◆ **GIVEN EXERCISE**: Present the stretch from the start of the records through the line containing "<point>933,228</point>" as a Markdown table with the columns "Row" and "Text", numbering each line and leaving out blank lines.

◆ **MATERIAL SUPPLIED**:
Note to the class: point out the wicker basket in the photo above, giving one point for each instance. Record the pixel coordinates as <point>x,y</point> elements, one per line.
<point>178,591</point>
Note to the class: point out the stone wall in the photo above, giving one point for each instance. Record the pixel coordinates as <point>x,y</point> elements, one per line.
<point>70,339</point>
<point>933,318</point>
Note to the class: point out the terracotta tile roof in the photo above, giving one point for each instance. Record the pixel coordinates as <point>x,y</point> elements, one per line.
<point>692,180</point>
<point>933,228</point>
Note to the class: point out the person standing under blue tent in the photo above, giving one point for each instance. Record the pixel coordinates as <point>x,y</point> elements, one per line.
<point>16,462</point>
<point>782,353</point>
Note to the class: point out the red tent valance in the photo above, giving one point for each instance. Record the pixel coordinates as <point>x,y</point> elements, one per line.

◆ **COMPLETE ANSWER**:
| Row | Text |
|---|---|
| 1 | Note to the class: point out the wicker basket in the photo above, giving one point for each instance. Record the pixel coordinates as <point>x,y</point> elements, one per line. |
| 2 | <point>178,591</point> |
| 3 | Note to the class: point out the stone wall in the photo above, giving one point for each instance. Record the pixel coordinates as <point>x,y</point> elements, one per line. |
| 4 | <point>70,339</point> |
| 5 | <point>933,318</point> |
| 6 | Note to the class: point out the terracotta tile roof in the photo above, giving one point for each instance. Record the pixel coordinates as <point>x,y</point> elements, one per line. |
| 7 | <point>692,180</point> |
| 8 | <point>933,228</point> |